#### Records to use
--*--

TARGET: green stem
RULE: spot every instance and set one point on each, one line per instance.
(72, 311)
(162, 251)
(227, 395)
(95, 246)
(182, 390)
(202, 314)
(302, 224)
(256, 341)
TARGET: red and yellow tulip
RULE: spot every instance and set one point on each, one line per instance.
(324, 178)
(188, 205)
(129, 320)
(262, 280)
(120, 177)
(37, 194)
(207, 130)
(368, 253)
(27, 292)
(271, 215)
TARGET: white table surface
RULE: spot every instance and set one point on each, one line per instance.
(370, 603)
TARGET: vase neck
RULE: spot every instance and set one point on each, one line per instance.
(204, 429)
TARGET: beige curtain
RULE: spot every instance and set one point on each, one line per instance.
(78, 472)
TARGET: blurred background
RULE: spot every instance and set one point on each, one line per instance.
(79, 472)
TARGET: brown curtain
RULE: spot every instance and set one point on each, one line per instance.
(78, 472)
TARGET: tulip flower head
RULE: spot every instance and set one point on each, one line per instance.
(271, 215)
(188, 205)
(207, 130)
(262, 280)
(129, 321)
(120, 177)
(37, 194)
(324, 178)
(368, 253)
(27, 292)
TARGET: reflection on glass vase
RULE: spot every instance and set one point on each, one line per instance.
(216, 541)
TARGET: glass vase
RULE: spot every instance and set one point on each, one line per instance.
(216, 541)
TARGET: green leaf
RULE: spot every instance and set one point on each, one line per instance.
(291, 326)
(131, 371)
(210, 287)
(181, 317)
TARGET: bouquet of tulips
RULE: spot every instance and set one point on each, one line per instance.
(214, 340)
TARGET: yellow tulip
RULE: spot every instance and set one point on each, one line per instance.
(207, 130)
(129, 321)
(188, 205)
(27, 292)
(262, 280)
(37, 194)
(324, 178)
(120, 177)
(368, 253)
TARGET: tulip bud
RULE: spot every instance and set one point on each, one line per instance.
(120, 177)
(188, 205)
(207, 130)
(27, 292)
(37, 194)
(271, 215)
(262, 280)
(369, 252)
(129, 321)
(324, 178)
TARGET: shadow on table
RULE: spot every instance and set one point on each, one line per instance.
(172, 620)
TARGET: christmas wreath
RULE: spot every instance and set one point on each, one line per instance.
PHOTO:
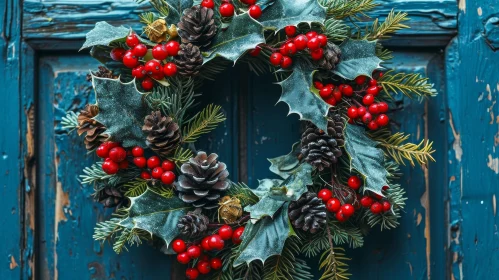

--*--

#### Instructions for the task
Go through the entries and filter for lines holding the word "curtain"; copy each match.

#### Answer below
TARGET: beige curtain
TARGET: brown curtain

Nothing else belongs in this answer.